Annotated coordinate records
──────

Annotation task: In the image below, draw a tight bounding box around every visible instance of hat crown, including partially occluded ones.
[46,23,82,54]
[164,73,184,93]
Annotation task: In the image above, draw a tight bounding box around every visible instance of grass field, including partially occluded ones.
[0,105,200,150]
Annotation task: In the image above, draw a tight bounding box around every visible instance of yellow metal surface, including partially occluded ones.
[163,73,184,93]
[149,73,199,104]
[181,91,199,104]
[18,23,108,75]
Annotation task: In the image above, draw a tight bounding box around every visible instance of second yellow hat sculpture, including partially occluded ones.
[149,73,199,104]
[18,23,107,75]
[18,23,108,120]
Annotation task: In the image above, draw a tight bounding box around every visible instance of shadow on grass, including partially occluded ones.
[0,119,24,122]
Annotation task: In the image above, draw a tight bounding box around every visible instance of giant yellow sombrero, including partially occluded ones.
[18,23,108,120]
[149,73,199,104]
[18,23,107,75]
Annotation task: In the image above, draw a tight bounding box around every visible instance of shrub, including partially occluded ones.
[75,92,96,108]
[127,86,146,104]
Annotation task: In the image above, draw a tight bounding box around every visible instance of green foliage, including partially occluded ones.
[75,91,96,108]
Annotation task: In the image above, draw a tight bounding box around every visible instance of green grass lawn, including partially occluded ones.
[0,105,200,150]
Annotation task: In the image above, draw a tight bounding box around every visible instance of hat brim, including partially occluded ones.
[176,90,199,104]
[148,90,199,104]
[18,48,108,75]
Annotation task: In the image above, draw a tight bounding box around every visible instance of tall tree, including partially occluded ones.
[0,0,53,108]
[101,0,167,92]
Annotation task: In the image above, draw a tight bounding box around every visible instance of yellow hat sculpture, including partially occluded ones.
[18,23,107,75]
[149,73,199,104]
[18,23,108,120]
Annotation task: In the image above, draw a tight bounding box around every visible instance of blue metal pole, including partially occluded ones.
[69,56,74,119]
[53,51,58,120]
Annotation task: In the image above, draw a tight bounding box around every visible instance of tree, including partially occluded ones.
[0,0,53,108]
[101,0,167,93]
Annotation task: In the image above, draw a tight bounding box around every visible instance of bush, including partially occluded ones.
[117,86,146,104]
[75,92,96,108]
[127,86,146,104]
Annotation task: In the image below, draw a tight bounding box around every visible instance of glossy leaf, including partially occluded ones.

──────

Work to be completed >> Update the stretch from the line containing "tall tree, including partially occluded ones." through the line containing "[101,0,167,92]" by changing "tall tree" to "large tree" and keeping everything else the same.

The output >>
Annotation task: In the image above, draw a tight bounding box around every visible instance of large tree, including partially occluded ones.
[0,0,53,108]
[101,0,167,92]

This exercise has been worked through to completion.